» TASK DESCRIPTION: Return each line in the entries below that contains the word "helmet". Case counts.

» DATASET EXTRACT:
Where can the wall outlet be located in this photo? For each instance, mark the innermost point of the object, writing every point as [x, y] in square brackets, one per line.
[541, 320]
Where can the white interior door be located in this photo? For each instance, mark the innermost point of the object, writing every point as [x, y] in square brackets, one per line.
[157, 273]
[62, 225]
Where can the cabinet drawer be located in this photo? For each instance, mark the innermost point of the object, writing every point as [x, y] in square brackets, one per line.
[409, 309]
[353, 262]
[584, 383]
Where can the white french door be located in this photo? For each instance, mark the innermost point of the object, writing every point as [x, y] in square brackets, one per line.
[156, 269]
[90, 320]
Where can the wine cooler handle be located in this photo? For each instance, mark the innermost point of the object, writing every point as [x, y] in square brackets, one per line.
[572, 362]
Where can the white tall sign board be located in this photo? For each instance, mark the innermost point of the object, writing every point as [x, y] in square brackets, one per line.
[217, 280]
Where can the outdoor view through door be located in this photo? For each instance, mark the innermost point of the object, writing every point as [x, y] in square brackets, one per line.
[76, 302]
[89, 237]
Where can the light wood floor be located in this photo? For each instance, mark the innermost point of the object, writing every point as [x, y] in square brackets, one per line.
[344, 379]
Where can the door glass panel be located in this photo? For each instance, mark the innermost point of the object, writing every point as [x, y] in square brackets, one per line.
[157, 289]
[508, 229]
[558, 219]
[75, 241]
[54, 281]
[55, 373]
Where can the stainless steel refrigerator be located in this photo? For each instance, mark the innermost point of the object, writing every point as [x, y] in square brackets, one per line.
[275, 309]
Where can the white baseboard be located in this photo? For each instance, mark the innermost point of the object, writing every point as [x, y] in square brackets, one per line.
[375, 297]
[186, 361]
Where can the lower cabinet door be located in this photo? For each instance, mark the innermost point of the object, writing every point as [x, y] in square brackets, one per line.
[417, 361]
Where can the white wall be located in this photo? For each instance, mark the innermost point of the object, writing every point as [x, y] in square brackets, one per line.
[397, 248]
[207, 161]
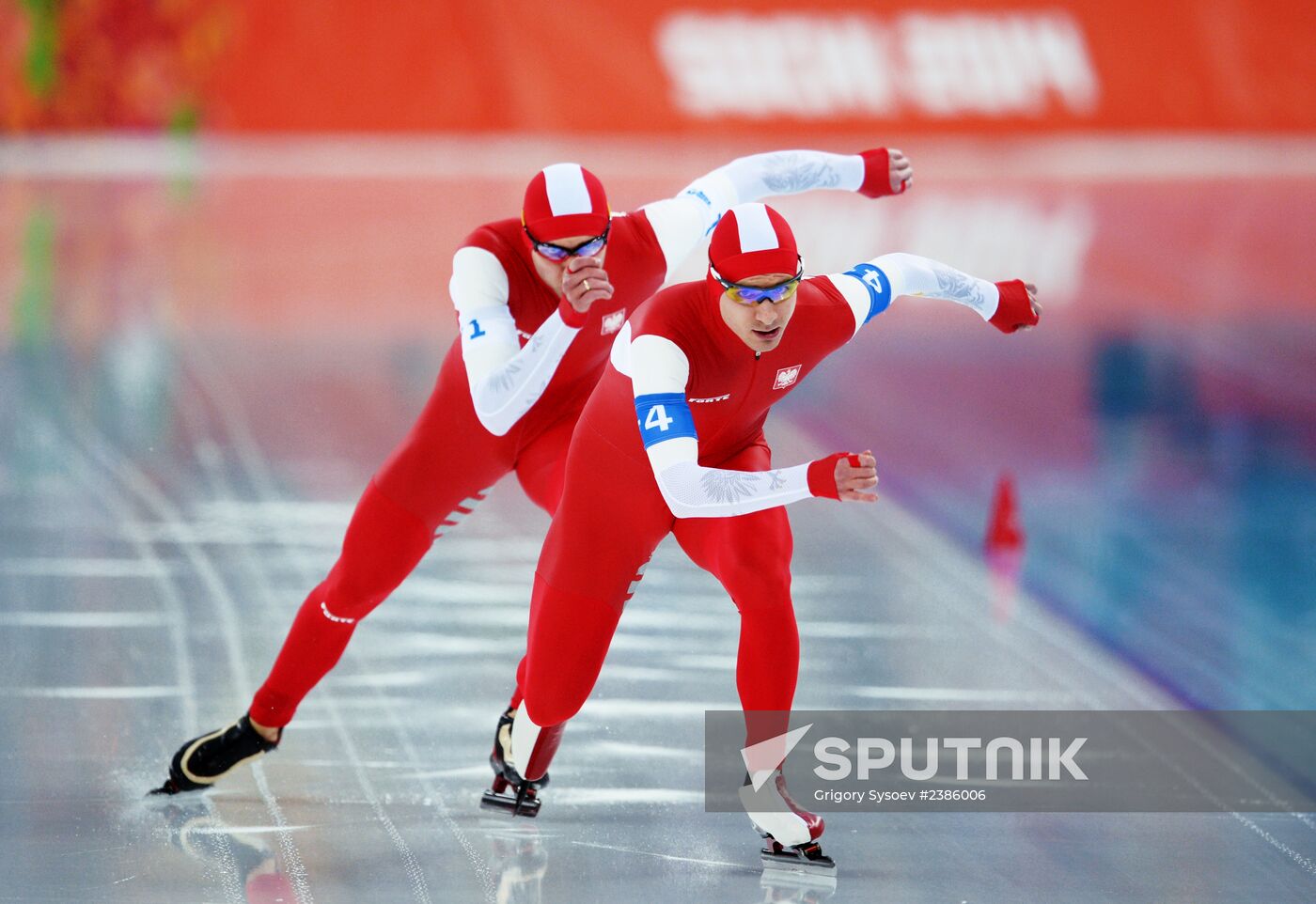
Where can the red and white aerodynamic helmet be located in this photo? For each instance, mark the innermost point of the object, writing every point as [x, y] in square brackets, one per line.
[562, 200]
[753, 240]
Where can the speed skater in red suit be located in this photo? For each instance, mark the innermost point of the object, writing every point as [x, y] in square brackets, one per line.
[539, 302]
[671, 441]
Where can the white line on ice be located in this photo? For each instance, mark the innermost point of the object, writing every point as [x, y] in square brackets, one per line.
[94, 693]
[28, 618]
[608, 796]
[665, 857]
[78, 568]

...

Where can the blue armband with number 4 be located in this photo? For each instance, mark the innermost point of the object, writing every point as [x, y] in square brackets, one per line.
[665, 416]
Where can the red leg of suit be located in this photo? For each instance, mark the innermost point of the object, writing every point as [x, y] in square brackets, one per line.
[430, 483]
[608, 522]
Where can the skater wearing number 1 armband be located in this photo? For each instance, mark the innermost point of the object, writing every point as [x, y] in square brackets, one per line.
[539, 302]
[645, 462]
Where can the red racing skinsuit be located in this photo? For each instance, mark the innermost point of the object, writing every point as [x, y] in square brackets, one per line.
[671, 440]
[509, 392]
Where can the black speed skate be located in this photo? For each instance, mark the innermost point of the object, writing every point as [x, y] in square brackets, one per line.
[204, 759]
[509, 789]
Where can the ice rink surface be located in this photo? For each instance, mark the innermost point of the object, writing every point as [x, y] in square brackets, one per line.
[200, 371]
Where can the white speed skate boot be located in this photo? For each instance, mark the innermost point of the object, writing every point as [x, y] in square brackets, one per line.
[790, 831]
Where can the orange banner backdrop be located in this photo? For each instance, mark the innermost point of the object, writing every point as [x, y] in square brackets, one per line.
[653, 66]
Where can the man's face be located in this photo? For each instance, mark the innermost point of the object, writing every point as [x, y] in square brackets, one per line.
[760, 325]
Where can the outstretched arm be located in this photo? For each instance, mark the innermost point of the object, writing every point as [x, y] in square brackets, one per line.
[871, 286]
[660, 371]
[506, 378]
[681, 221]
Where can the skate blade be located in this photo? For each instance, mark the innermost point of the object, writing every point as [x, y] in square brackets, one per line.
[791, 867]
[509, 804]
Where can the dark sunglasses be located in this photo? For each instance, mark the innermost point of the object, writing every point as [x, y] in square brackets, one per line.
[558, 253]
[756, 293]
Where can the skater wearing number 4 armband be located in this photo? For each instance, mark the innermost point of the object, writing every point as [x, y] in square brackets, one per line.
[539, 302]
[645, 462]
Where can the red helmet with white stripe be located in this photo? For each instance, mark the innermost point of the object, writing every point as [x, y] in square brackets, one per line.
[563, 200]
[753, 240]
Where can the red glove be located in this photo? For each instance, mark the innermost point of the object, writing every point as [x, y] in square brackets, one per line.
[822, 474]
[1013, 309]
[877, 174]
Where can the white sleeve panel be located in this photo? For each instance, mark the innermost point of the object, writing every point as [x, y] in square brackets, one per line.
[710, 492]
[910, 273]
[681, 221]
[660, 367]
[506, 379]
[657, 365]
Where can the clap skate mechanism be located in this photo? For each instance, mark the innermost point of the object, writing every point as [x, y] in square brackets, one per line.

* * *

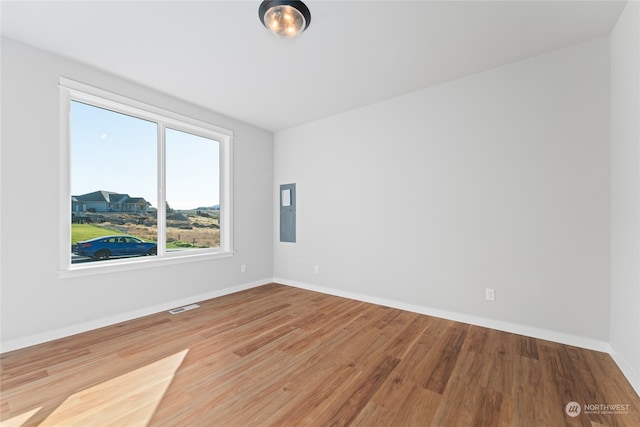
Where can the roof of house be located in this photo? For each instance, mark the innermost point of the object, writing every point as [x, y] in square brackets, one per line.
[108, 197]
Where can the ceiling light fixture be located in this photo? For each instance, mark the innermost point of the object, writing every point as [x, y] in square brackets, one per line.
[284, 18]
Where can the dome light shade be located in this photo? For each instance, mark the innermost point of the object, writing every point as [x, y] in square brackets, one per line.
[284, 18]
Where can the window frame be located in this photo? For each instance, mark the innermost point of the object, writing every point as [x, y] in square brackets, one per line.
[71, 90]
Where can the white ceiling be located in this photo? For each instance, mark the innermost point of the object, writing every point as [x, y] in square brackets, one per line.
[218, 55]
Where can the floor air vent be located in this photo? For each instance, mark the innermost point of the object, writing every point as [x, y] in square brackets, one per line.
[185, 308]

» PROBLEM SOLUTION:
Where can the red and white aerodynamic helmet be located in this photo? For each instance, mark the innermost point of the object, writing every point as [x, y] in square brackets, one per line.
Where can the red helmet with white stripe be located in this photo? For each instance, mark the innermost point of the object, writing every point as [x, y] in square brackets, one per line.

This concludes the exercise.